»»
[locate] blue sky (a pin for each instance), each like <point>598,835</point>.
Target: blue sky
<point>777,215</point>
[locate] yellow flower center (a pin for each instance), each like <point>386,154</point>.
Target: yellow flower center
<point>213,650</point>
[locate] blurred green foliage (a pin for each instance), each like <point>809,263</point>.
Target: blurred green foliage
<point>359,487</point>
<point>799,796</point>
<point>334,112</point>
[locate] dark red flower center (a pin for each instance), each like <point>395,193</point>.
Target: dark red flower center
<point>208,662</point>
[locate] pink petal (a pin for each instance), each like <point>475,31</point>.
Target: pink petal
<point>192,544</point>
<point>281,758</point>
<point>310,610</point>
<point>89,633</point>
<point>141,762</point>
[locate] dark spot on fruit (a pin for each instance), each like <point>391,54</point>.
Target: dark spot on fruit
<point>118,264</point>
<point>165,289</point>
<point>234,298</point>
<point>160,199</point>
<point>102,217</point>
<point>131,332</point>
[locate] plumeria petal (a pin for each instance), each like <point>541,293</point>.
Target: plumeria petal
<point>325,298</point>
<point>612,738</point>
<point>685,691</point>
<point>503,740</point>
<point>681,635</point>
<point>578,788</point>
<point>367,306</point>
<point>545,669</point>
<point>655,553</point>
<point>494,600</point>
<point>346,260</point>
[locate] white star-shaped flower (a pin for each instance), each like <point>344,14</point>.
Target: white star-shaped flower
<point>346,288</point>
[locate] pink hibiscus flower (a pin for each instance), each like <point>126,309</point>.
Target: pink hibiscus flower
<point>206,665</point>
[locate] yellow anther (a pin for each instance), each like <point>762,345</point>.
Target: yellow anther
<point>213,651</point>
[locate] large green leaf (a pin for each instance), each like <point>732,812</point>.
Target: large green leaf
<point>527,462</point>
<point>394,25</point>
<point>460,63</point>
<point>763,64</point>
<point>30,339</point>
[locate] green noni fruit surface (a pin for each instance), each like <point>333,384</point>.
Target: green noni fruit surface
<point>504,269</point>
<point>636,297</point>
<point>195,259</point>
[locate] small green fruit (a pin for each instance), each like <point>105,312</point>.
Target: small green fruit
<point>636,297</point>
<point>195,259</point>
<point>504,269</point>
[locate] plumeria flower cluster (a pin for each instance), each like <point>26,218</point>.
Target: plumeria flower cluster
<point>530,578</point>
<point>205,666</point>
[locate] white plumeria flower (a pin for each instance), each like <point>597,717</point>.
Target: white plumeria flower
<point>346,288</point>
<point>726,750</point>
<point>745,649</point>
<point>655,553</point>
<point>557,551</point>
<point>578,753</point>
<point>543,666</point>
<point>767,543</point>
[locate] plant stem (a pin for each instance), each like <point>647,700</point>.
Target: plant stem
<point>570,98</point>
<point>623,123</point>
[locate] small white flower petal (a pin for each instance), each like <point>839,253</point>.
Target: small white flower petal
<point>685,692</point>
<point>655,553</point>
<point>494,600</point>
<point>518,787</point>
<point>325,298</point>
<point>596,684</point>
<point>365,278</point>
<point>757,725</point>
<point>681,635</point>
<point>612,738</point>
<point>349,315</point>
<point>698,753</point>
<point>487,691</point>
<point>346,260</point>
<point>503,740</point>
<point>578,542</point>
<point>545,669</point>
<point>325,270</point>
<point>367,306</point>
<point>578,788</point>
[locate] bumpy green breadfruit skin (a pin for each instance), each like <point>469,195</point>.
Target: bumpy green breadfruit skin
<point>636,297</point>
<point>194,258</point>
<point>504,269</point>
««
»»
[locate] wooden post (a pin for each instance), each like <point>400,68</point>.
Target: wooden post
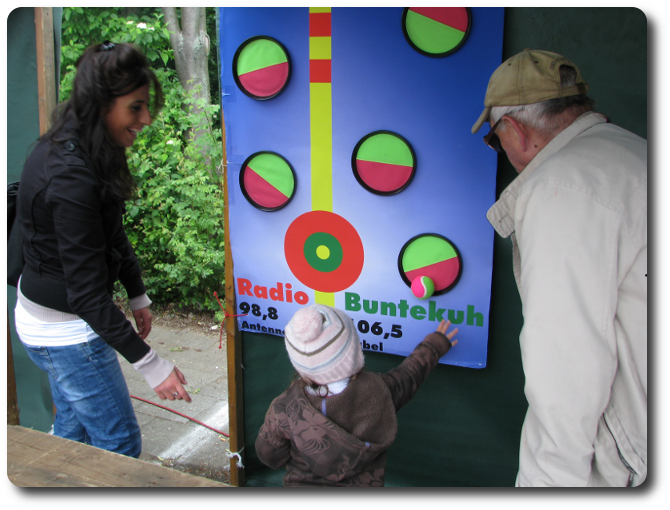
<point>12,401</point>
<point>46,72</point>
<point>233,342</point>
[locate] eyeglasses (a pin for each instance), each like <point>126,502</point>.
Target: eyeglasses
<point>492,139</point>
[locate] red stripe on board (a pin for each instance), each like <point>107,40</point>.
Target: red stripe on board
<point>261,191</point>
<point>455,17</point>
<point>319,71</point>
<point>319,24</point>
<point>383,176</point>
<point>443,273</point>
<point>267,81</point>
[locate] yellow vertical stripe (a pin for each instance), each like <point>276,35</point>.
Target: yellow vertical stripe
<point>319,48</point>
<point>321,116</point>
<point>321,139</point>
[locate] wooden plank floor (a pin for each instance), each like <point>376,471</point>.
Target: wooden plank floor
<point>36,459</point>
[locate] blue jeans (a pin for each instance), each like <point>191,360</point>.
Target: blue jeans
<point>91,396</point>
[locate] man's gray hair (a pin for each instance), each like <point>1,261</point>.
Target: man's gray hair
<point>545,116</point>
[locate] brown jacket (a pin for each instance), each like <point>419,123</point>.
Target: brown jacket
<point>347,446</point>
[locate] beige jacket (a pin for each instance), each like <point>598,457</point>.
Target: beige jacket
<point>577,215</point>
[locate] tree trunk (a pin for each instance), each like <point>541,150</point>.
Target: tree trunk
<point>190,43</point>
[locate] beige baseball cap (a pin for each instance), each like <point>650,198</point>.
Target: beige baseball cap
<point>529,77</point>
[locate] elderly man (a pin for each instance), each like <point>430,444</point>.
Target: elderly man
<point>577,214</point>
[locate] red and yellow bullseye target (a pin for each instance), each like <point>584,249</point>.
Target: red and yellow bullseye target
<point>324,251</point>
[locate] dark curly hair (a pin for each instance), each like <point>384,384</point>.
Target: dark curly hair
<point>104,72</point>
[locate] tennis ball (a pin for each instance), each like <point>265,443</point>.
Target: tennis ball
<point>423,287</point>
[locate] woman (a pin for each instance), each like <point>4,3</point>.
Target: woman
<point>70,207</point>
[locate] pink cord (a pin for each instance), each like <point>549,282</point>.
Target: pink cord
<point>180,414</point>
««
»»
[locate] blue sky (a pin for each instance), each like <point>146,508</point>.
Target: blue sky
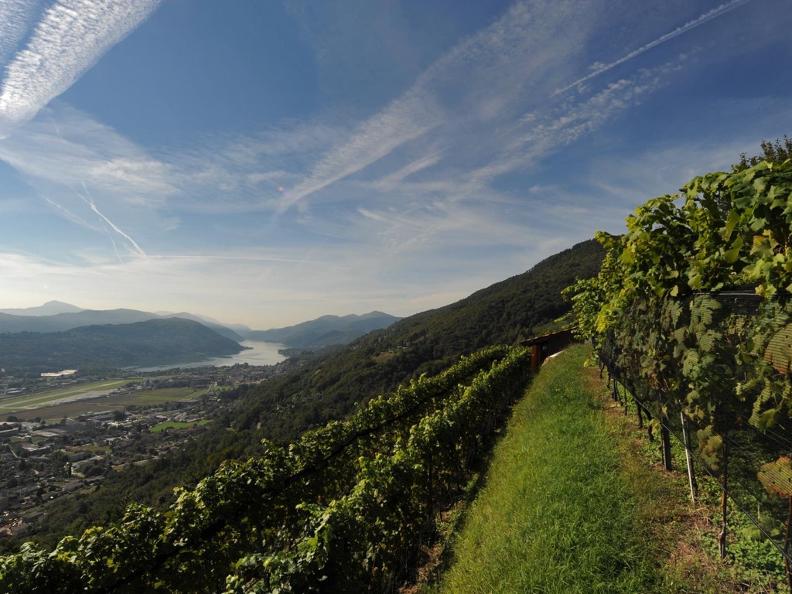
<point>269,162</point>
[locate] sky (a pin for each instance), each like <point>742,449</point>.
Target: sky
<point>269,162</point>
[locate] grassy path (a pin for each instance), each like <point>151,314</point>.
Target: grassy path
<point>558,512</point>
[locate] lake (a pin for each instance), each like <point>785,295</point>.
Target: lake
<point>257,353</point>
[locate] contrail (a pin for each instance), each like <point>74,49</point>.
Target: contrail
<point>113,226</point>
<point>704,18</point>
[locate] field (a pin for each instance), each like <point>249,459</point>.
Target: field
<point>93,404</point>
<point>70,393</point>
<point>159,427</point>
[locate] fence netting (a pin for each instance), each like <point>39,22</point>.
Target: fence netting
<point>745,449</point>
««
### [Action item]
Copy range, inclusive: the line holding "Target: yellow flower center" to the line holding "[locate] white star-shaped". Reproduce exactly those lines of the records above and no others.

### [Reply to the task]
Target: yellow flower center
<point>213,650</point>
[locate] blurred green foliage (a pin for each instance), each like <point>809,263</point>.
Target: blurred green foliage
<point>359,487</point>
<point>799,796</point>
<point>334,112</point>
[locate] dark red flower center (a pin for each instance), each like <point>395,193</point>.
Target: dark red flower center
<point>208,662</point>
[locate] pink petal (a pin for each instance), each like <point>475,31</point>.
Target: pink petal
<point>192,544</point>
<point>281,758</point>
<point>310,610</point>
<point>89,633</point>
<point>141,762</point>
[locate] dark spot on fruit (a pin for each instance), each like <point>391,54</point>.
Target: dark spot on fruit
<point>118,264</point>
<point>165,289</point>
<point>234,298</point>
<point>160,199</point>
<point>102,217</point>
<point>131,332</point>
[locate] plumeria petal (a pin for each instance), each like <point>541,293</point>.
Target: plumeria petal
<point>325,298</point>
<point>612,738</point>
<point>685,691</point>
<point>503,740</point>
<point>681,635</point>
<point>578,788</point>
<point>367,306</point>
<point>545,669</point>
<point>655,553</point>
<point>494,600</point>
<point>346,260</point>
[locate] white star-shaped flower (a pin for each instance), each like <point>344,14</point>.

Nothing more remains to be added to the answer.